---------- Stored data

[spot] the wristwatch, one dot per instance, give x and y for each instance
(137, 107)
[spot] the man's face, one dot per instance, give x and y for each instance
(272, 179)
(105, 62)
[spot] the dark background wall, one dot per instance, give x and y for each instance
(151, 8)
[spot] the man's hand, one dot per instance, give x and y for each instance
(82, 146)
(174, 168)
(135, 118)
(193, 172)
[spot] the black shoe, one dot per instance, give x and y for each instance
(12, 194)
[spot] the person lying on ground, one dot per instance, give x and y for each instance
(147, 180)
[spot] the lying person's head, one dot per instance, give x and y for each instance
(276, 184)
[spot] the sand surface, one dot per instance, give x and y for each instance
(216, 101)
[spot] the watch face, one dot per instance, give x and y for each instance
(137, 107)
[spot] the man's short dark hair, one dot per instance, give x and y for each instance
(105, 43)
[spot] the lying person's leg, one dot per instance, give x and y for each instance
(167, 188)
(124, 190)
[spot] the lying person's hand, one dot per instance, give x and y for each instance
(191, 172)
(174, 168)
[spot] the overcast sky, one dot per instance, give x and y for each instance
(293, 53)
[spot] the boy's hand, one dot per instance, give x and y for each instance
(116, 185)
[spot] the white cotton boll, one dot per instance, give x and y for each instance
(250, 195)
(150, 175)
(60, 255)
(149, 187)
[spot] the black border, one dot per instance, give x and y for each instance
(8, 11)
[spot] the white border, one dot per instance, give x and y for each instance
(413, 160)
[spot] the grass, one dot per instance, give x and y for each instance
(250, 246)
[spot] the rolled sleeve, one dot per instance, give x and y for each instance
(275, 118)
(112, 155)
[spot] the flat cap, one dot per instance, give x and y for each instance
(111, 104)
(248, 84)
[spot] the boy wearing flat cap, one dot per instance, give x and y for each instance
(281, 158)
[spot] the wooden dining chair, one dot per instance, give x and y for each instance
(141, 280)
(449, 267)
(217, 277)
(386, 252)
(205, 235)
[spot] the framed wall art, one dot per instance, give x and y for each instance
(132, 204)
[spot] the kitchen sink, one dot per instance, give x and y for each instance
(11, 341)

--------------------

Transcribe the whole listing with every word preserved.

[spot] the wristwatch, one dot per instance, give x and y for each instance
(137, 107)
[spot] the man's face, one dot per instance, give x and y for each instance
(272, 179)
(105, 62)
[spot] the dark background wall, one dot per instance, give x and y for each instance
(151, 8)
[spot] the man's hand, one dot per instance, give x and y for each instance
(82, 146)
(174, 168)
(135, 118)
(193, 172)
[spot] the black shoe, one dot per instance, give x and y for each instance
(12, 194)
[spot] the person lying on ground, one dot per instance, give x and y for each instance
(147, 180)
[spot] the lying person's head, one dot per instance, give x and y for each instance
(276, 184)
[spot] the sand surface, one dot per instance, give x and y for each instance
(216, 101)
[spot] the watch face, one dot per instance, give x and y for each instance
(137, 107)
[spot] the man's short dark hair, one dot per instance, give x and y for each instance
(105, 43)
[spot] the lying person's leg, one dot per instance, give x and y for each instance
(167, 188)
(124, 190)
[spot] the lying person's hand, one dot per instance, give x and y for each instance
(191, 172)
(174, 168)
[spot] the overcast sky, one dot per instance, give x and y for each instance
(293, 53)
[spot] the boy's hand, one dot per instance, give x and y for each instance
(116, 185)
[spot] the white cotton boll, one dot per instance, give x and y for each instance
(250, 195)
(150, 175)
(60, 255)
(149, 187)
[spot] the black border, one dot per instance, give x and y for each instance
(8, 11)
[spot] the white border, one dot per instance, give x and y for each instance
(413, 160)
[spot] the grass, one dot per instance, give x and y for each instance
(250, 246)
[spot] the rolled sleeve, one dot per instance, give x and y for each instance
(275, 118)
(112, 155)
[spot] the flat cap, one dot per instance, give x and y for each instance
(111, 104)
(248, 84)
[spot] the boy wearing flat cap, one dot per instance, give x and y for each instance
(281, 158)
[spot] the wooden dining chair, one dot per instance, give x and y for each instance
(141, 280)
(449, 267)
(217, 277)
(386, 252)
(205, 235)
[spot] the framed wall art, one dot per instance, give x and y for each instance
(132, 204)
[spot] the kitchen sink, one dot per instance, give x and y for each instance
(11, 341)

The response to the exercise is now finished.